> [What to work on]
Can you reproduce, unchanged, the lines of the records from the one containing "e.g. [(147, 450)]" up to and including the last line of the records?

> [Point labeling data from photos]

==============================

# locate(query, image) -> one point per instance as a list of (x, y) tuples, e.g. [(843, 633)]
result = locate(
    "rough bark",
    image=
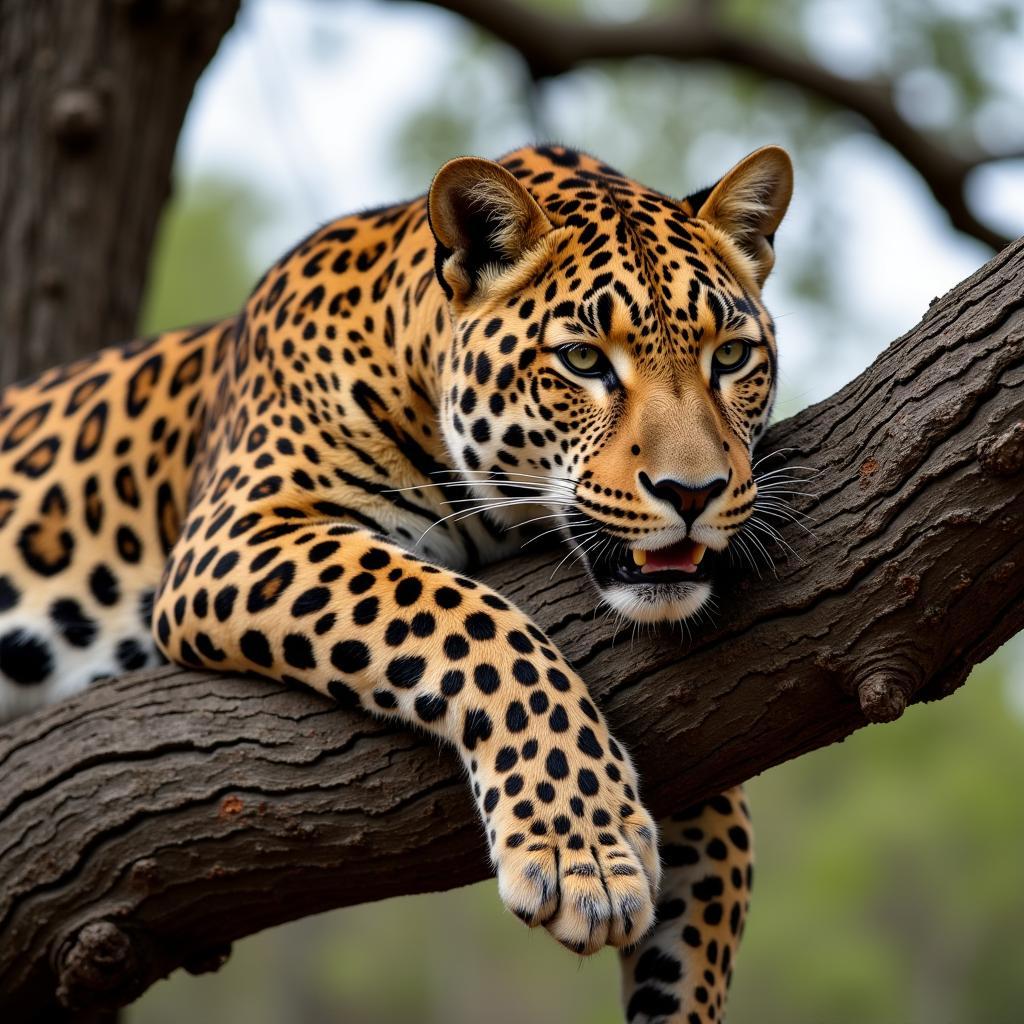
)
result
[(155, 819), (552, 44), (92, 96)]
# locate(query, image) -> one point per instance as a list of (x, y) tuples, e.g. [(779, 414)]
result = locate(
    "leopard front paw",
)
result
[(582, 860)]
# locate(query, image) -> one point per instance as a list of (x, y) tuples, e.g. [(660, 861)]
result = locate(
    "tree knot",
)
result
[(884, 694), (77, 118), (98, 967)]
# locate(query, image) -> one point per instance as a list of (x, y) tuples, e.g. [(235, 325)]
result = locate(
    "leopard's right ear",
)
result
[(483, 221)]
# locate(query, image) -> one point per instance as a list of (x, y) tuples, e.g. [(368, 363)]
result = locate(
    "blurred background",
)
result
[(889, 884)]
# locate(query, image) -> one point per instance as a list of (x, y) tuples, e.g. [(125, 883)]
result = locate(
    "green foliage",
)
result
[(201, 268)]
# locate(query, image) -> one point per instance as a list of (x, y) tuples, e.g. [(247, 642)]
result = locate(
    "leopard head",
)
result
[(611, 364)]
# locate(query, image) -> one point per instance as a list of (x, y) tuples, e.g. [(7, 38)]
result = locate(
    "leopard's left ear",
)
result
[(749, 205), (483, 220)]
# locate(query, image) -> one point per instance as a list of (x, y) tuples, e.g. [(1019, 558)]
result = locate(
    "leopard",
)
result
[(304, 492)]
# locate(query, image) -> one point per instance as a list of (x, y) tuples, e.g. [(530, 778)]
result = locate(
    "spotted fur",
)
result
[(299, 492)]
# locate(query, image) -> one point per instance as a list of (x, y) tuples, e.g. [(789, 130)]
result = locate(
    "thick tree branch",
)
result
[(156, 818), (92, 95), (552, 44)]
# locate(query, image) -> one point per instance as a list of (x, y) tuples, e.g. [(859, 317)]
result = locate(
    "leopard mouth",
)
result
[(681, 562)]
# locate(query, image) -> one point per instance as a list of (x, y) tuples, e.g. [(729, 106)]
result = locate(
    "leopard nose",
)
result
[(688, 501)]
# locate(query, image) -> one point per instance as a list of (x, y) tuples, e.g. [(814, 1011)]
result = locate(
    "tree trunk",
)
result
[(156, 818), (92, 96)]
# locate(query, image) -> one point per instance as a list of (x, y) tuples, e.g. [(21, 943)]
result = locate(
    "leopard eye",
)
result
[(585, 360), (730, 355)]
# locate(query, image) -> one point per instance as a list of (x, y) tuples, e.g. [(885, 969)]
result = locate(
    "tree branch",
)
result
[(553, 44), (91, 101), (153, 820)]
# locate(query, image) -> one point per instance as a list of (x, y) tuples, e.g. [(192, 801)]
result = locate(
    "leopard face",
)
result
[(611, 363)]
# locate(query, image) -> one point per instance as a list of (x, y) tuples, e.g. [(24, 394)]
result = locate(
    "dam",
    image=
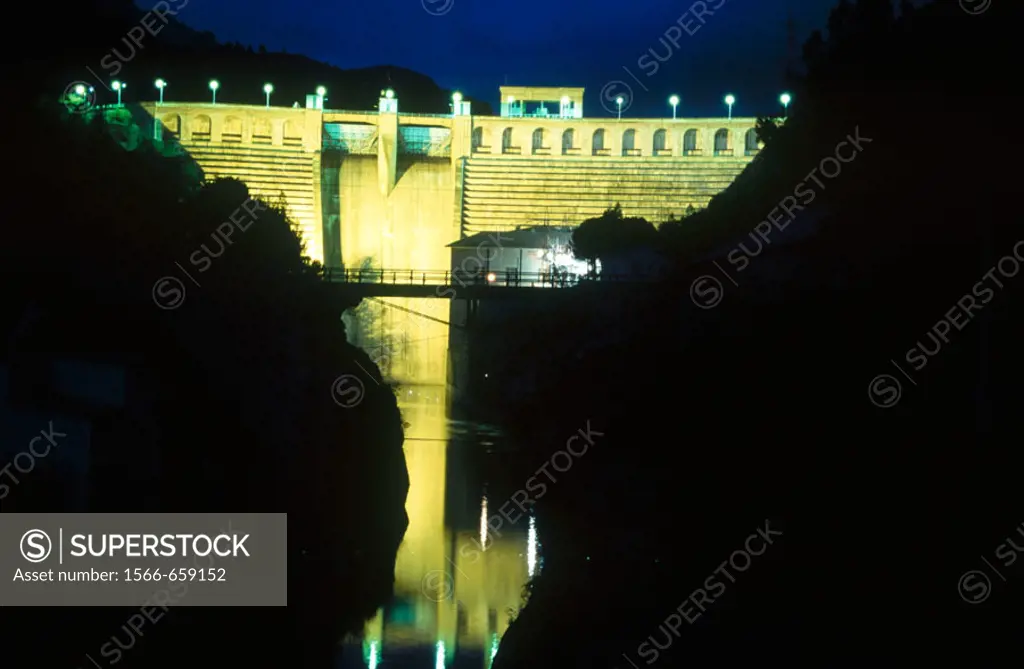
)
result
[(392, 190), (382, 189)]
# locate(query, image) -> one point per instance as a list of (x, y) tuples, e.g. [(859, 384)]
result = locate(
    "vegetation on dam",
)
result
[(722, 417), (199, 297)]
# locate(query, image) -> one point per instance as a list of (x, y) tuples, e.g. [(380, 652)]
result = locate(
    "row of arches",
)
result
[(201, 128), (723, 142)]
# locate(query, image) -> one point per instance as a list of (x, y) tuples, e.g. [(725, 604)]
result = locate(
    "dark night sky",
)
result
[(477, 45)]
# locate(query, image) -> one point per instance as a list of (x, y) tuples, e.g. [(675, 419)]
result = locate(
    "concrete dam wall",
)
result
[(393, 190)]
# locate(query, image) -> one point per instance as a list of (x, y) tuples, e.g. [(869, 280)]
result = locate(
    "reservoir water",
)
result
[(459, 577)]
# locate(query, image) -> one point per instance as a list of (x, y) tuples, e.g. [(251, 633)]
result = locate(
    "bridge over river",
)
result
[(468, 285)]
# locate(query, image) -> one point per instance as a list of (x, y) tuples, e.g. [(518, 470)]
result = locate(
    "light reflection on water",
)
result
[(457, 582)]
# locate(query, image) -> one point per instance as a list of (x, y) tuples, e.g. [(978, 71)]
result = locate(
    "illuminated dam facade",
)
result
[(397, 187), (392, 191)]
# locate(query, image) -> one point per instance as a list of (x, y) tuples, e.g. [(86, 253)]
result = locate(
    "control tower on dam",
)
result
[(392, 190)]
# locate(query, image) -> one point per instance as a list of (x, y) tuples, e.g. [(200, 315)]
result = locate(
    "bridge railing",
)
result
[(458, 278)]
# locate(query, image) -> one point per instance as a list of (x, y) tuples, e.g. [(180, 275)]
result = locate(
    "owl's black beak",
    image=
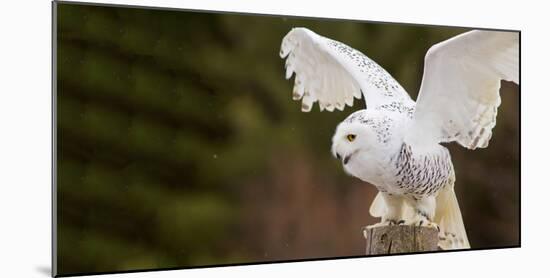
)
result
[(346, 159)]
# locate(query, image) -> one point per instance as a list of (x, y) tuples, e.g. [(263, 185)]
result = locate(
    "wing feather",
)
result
[(333, 74), (459, 95)]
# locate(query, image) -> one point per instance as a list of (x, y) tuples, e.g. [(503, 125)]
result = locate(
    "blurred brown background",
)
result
[(178, 143)]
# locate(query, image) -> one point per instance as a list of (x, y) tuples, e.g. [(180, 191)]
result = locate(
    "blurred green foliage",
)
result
[(178, 143)]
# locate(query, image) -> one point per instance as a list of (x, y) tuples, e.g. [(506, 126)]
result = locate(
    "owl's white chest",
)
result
[(374, 169)]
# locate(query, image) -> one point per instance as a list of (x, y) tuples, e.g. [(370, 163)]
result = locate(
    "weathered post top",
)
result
[(400, 239)]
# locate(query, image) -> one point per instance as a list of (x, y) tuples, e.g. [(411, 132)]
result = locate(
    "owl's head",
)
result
[(361, 135)]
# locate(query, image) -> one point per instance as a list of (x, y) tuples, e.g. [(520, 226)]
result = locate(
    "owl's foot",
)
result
[(450, 241), (423, 221), (384, 223)]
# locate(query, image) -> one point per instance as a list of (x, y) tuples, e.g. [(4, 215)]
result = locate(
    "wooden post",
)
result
[(400, 239)]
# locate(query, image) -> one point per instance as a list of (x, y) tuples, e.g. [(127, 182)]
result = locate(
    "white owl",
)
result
[(395, 143)]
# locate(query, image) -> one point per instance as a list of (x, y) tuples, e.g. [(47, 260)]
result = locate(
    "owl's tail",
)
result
[(449, 218)]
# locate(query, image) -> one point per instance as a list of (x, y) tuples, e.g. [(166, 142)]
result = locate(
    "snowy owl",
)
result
[(394, 144)]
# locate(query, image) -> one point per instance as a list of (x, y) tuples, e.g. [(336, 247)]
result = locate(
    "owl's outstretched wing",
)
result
[(333, 73), (459, 95)]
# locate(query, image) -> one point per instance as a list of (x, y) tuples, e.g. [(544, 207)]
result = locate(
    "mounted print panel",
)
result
[(192, 139)]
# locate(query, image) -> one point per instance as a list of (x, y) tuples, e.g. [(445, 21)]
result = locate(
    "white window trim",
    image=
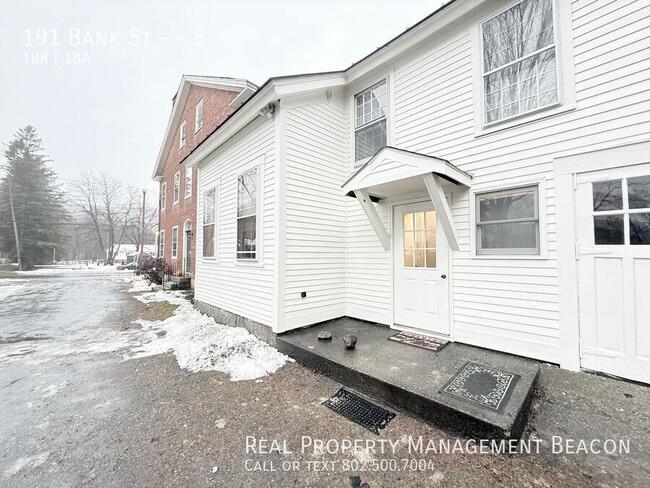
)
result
[(163, 195), (161, 244), (541, 203), (176, 196), (390, 119), (182, 135), (215, 253), (258, 261), (565, 70), (198, 125), (174, 254), (188, 172)]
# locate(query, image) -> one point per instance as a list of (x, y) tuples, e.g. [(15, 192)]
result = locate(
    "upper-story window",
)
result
[(507, 221), (198, 120), (163, 195), (370, 121), (188, 182), (519, 61), (177, 186), (183, 134)]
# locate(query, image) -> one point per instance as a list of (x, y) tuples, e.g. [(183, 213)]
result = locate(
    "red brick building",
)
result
[(200, 105)]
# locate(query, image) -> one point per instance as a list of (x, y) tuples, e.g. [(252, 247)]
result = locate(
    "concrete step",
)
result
[(409, 378)]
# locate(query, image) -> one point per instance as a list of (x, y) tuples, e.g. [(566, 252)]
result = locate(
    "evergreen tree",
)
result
[(32, 213)]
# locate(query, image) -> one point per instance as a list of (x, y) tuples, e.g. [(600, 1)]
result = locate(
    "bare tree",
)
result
[(134, 227), (109, 205)]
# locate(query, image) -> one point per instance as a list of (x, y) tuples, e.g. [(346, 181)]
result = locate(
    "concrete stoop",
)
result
[(409, 379)]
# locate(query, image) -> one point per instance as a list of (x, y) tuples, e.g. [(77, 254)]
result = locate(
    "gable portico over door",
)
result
[(420, 292)]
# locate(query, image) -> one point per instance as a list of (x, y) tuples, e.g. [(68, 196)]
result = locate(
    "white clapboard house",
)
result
[(484, 176)]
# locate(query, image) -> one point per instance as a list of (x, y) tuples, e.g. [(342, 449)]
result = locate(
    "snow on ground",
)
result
[(56, 269), (200, 344), (138, 284), (10, 286)]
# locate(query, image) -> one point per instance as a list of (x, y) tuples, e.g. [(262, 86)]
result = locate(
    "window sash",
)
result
[(247, 231), (183, 134), (209, 222), (161, 244), (370, 114), (163, 195), (505, 222), (188, 182), (370, 105), (177, 184), (198, 124), (174, 242), (209, 240)]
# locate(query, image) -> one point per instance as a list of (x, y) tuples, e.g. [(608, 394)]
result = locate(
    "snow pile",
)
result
[(9, 287), (200, 344)]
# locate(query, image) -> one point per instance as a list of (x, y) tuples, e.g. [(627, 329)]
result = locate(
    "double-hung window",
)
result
[(174, 242), (520, 72), (507, 221), (161, 245), (177, 186), (163, 195), (188, 182), (198, 113), (247, 184), (209, 219), (182, 135), (370, 121)]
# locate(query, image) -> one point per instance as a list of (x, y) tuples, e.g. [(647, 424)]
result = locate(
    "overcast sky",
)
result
[(105, 107)]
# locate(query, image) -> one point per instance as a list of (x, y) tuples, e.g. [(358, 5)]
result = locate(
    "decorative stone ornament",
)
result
[(324, 336), (350, 341)]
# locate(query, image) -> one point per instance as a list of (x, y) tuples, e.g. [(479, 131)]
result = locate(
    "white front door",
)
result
[(613, 231), (421, 268)]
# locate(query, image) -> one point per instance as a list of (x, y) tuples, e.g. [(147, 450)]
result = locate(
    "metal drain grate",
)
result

==============================

> [Solution]
# locate(query, image) -> one point per instance as a list of (x, y) tuples, e.g. [(147, 450)]
result = locate(
    "metal drain grate",
)
result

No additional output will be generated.